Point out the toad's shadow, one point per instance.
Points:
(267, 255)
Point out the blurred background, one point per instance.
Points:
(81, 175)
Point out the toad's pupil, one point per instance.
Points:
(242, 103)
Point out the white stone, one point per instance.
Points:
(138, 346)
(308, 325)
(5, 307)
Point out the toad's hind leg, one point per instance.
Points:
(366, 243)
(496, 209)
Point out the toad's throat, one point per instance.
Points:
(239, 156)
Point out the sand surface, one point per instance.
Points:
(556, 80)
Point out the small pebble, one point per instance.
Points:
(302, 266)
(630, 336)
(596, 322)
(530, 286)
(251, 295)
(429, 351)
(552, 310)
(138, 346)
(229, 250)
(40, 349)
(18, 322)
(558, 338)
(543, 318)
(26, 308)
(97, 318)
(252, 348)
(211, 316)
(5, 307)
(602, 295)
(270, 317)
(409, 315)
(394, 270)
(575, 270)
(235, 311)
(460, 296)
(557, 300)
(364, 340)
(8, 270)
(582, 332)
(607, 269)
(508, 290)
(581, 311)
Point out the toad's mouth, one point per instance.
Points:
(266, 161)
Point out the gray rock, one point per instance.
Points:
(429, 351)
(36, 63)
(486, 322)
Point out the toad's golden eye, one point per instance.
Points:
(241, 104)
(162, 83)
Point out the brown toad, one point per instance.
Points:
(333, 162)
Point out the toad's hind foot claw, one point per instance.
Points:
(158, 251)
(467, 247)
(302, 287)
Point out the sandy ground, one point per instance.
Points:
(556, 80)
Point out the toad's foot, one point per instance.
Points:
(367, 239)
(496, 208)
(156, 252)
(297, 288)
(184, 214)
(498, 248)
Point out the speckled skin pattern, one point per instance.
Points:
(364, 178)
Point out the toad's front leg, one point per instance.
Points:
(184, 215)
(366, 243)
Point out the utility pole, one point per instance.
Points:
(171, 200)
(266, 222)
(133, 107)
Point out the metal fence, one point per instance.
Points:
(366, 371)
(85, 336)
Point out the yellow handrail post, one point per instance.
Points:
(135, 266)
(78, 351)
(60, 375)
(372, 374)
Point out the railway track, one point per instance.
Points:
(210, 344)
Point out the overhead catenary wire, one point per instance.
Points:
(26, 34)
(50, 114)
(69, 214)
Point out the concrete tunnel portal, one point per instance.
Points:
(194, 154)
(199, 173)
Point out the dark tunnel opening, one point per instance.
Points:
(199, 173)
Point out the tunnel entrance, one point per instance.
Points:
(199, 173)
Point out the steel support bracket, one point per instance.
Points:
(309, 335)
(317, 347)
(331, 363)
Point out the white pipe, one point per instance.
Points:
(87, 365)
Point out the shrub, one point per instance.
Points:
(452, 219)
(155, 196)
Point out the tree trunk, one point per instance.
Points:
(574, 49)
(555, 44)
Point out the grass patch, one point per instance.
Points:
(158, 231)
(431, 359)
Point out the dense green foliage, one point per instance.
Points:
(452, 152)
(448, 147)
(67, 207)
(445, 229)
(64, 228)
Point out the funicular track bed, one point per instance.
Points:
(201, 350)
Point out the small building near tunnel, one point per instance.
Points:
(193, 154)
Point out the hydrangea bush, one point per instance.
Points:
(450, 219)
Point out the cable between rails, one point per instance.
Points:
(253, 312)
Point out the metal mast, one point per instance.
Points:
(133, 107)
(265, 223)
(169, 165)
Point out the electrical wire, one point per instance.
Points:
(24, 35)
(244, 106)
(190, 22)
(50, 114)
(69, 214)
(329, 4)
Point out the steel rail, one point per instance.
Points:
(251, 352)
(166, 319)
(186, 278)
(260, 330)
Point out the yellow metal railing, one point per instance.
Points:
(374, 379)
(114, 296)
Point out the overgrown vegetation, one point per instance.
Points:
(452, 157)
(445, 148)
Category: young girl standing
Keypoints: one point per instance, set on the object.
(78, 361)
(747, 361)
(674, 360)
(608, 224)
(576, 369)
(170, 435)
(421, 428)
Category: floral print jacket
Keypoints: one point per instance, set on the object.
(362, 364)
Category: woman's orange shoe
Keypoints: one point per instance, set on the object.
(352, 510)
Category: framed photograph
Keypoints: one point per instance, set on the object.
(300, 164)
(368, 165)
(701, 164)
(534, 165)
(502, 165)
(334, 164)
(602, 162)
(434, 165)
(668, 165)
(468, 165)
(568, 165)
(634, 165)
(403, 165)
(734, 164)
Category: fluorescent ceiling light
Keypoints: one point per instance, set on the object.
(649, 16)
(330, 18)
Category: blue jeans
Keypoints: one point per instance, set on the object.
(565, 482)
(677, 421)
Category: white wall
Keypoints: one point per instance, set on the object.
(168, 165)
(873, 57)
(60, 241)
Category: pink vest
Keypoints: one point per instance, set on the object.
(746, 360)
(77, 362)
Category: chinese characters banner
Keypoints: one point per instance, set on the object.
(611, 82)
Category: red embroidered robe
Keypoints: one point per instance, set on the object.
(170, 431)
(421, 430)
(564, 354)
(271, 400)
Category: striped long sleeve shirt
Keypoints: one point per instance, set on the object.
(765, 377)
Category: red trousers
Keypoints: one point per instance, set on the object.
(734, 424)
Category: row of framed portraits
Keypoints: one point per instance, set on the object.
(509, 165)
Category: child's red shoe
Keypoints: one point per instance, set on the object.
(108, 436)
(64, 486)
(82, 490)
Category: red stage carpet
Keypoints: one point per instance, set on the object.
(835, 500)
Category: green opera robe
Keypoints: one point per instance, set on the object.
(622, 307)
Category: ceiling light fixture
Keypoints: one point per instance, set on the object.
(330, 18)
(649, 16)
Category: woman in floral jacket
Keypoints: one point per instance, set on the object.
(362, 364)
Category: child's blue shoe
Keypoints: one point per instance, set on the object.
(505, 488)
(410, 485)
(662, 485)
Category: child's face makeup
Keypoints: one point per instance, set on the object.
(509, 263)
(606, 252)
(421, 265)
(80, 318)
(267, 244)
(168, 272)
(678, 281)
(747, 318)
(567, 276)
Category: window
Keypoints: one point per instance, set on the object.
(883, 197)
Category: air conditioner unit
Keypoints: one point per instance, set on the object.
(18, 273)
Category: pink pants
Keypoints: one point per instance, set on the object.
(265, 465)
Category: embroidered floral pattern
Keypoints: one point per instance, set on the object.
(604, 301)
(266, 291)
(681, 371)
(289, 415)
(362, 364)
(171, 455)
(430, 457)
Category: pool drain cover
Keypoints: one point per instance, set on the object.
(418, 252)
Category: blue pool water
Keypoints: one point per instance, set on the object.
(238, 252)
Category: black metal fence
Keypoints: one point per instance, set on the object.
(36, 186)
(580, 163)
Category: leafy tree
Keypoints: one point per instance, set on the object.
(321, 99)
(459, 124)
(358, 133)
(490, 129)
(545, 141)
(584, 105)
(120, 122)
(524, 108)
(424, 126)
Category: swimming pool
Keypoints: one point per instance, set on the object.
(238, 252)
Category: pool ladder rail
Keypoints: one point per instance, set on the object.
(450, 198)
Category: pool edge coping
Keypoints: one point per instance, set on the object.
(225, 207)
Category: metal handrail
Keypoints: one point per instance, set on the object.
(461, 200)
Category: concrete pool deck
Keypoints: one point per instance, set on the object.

PROBLEM DETAILS – Write every line of the entries again, word for word.

RESPONSE AREA –
Point out the toad's shadow, one point per instance.
Points:
(267, 255)
Point out the blurred background, one point per instance.
Points:
(81, 175)
Point out the toad's pupil, one point per instance.
Points:
(242, 103)
Point out the white stone, one point per instance.
Points:
(138, 346)
(308, 325)
(5, 307)
Point out the toad's hind leg, one point per instance.
Points:
(366, 243)
(496, 209)
Point out the toad's throat, one point per instance.
Points:
(239, 156)
Point out the sand surface, one point per instance.
Points:
(556, 80)
Point out the small pebble, one point per instance.
Points:
(302, 266)
(630, 336)
(596, 322)
(530, 286)
(251, 295)
(429, 351)
(552, 310)
(138, 346)
(229, 250)
(40, 349)
(18, 322)
(558, 338)
(543, 318)
(26, 308)
(97, 318)
(252, 348)
(211, 316)
(5, 307)
(602, 295)
(270, 317)
(409, 315)
(394, 270)
(575, 270)
(235, 311)
(460, 296)
(557, 300)
(364, 340)
(8, 270)
(582, 332)
(607, 269)
(508, 290)
(581, 311)
Point out the toad's mouth, one point per instance.
Points:
(266, 161)
Point out the gray rock, one point per instance.
Points:
(429, 351)
(36, 63)
(486, 322)
Point out the toad's golden eye, one point per instance.
Points:
(241, 104)
(162, 83)
Point out the brown toad, one point per instance.
Points:
(333, 162)
Point out the toad's hind foot claw, one point per instance.
Points:
(158, 251)
(467, 247)
(302, 287)
Point out the sandy ground, one point per instance.
Points:
(556, 80)
Point out the toad's foot, one point per instance.
Points:
(367, 239)
(496, 208)
(156, 252)
(297, 288)
(184, 214)
(498, 248)
Point out the speckled skin pattern, one point per instance.
Points:
(364, 178)
Point out the toad's front leg, one point per instance.
Points:
(184, 215)
(366, 243)
Point out the utility pole, one point per instance.
Points:
(171, 200)
(266, 222)
(133, 107)
Point out the metal fence, one point per instance.
Points:
(366, 371)
(85, 336)
Point out the yellow handrail post, one point per instance.
Points:
(135, 266)
(78, 351)
(60, 375)
(372, 374)
Point out the railway track, one point per instance.
Points:
(210, 344)
Point out the overhead catenary wire, one point per instance.
Points:
(26, 34)
(50, 114)
(69, 214)
Point out the concrete tunnel portal, one point per instance.
Points:
(194, 154)
(199, 173)
Point out the dark tunnel opening, one point per instance.
Points:
(199, 173)
Point out the tunnel entrance, one point per instance.
Points:
(199, 173)
Point out the steel support bracket, one point per instance.
Points:
(309, 335)
(317, 347)
(331, 363)
Point out the white pipe, one point per instance.
Points:
(87, 365)
Point out the shrub, one point per instance.
Points:
(452, 219)
(155, 196)
Point out the tree trunk, one point per instance.
Points:
(574, 49)
(555, 44)
Point out the grass patch, one point per instance.
Points:
(158, 231)
(431, 359)
Point out the dense green foliage, one point per instance.
Points:
(452, 152)
(448, 147)
(67, 207)
(445, 229)
(64, 228)
Point out the funicular track bed, one point per instance.
Points:
(201, 350)
Point out the small building near tunnel, one point per instance.
Points:
(193, 154)
Point out the hydrangea bush, one point per instance.
Points:
(450, 219)
Point out the cable between rails, one point per instance.
Points:
(253, 312)
Point out the metal mast, one point per instance.
Points:
(133, 107)
(265, 223)
(169, 165)
Point out the electrical wire, one point per instance.
Points:
(24, 35)
(244, 106)
(190, 22)
(50, 114)
(69, 214)
(329, 4)
Point out the steel rail, one point per instance.
Points:
(251, 352)
(166, 319)
(186, 278)
(260, 330)
Point out the yellow metal railing, one point per instance.
Points:
(374, 379)
(114, 296)
Point out the overgrown vegetation, one point per instance.
Points:
(452, 157)
(445, 148)
Category: young girl standing
Keypoints: one point per instance, set on the object.
(78, 361)
(747, 361)
(674, 360)
(608, 224)
(576, 369)
(170, 435)
(421, 428)
Category: floral print jacket
Keypoints: one point per instance, set on the object.
(362, 364)
Category: woman's orange shoe
Keypoints: one point per instance, set on the object.
(352, 510)
Category: framed photograph
Keypoints: one point per instance, set on the object.
(300, 164)
(368, 165)
(701, 164)
(534, 165)
(502, 165)
(334, 164)
(602, 162)
(434, 165)
(668, 165)
(468, 165)
(568, 165)
(634, 165)
(403, 165)
(734, 164)
Category: fluorescent ceiling light
Keypoints: one point per instance, set on the object.
(649, 16)
(330, 18)
Category: blue jeans
Keypoints: one point per instance, set on the object.
(565, 482)
(677, 421)
Category: white wall
Keypoints: one point per instance, set on the object.
(168, 165)
(873, 57)
(60, 241)
Category: pink vest
Keypoints: one point per instance, set on the object.
(746, 360)
(77, 362)
Category: chinese characters banner
Keypoints: one point per instance, set on the object.
(611, 82)
Category: red embroidered robe
Keypoints: one point per instance, set on the object.
(170, 431)
(421, 430)
(564, 354)
(271, 400)
Category: striped long sleeve shirt
Keypoints: one point per instance, set on the object.
(765, 377)
Category: red trousers
Keypoints: one point per instance, set on the object.
(734, 424)
Category: row of framed portraits
Keypoints: one point per instance, set on the object.
(509, 165)
Category: child's red shoe
Keypoints: one point per instance, set on the object.
(108, 436)
(64, 486)
(82, 490)
Category: red stage carpet
Keypoints: one point per instance, set on the object.
(835, 500)
Category: green opera robe
Keypoints: one point per instance, set on the object.
(622, 307)
Category: ceiling light fixture
Keypoints: one point per instance, set on the object.
(330, 18)
(649, 16)
Category: woman in floral jacket
Keypoints: one point per instance, set on the object.
(362, 364)
Category: child's blue shoe
Keypoints: one point per instance, set on the object.
(505, 488)
(410, 485)
(662, 485)
Category: child's face makeup
Keypoints: one point per instance, set on the object.
(509, 263)
(606, 252)
(421, 265)
(80, 318)
(267, 244)
(168, 272)
(678, 281)
(747, 318)
(567, 276)
Category: window
Keypoints: one point per instance, set on the object.
(883, 197)
Category: air conditioner unit
Keypoints: one point per instance, set on the object.
(18, 273)
Category: pink pants
Keypoints: one point per instance, set on the object.
(265, 465)
Category: embroidered floral pattern
Keypoints: one point per instance, set on the object.
(604, 301)
(266, 291)
(681, 371)
(289, 415)
(362, 364)
(171, 455)
(430, 457)
Category: pool drain cover
Keypoints: one point per instance, set on the object.
(418, 252)
Category: blue pool water
Keypoints: one point per instance, set on the object.
(238, 252)
Category: black metal fence
Keypoints: one point per instance, set on the object.
(36, 186)
(580, 163)
Category: leafy tree
Keypoints: one point per instance, set on the object.
(321, 99)
(459, 124)
(358, 133)
(490, 129)
(545, 141)
(584, 105)
(120, 122)
(524, 108)
(424, 126)
Category: swimming pool
Keypoints: one point per instance, set on the object.
(238, 252)
Category: pool ladder rail
Keypoints: one point per instance, set on the object.
(450, 198)
Category: pool edge coping
Keypoints: one point per instance, set on the object.
(225, 207)
Category: metal handrail
Keypoints: one point per instance, set on the object.
(461, 200)
Category: concrete pool deck
Keypoints: one point per instance, set on the object.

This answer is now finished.